# [THE EXERCISE]
Starting at the line that contains "[pin] light hardwood" and ending at the line that contains "Target: dark wood door", arrange the lines below as a JSON list of strings, one string per line, with blank lines left out. Leave the pictures out of the answer.

# [EXTRACTED RECORDS]
───
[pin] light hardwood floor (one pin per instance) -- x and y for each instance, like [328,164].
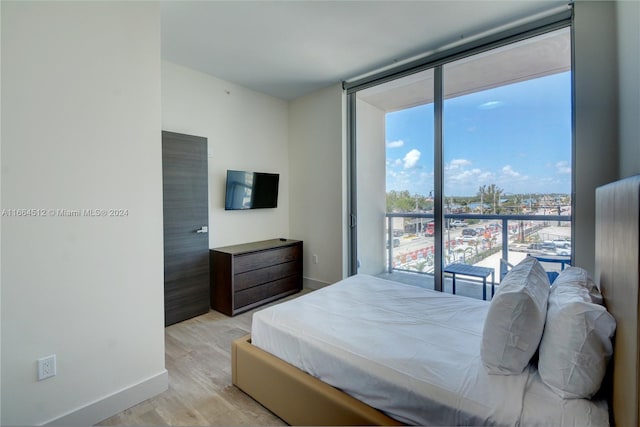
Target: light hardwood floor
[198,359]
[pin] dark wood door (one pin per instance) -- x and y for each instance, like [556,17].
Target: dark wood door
───
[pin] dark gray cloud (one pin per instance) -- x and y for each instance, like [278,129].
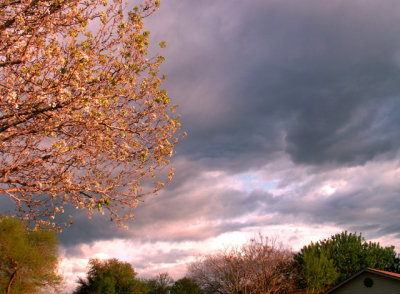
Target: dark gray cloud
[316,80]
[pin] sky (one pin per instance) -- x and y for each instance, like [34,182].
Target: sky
───
# [TASK ANSWER]
[
  "[pin] light hardwood floor (one pin per instance) -- x and y for each instance, like [328,164].",
  "Target: light hardwood floor",
  "[198,359]",
  "[pin] dark wood door (one pin per instance) -- x and y for each instance, like [556,17].",
  "Target: dark wood door"
]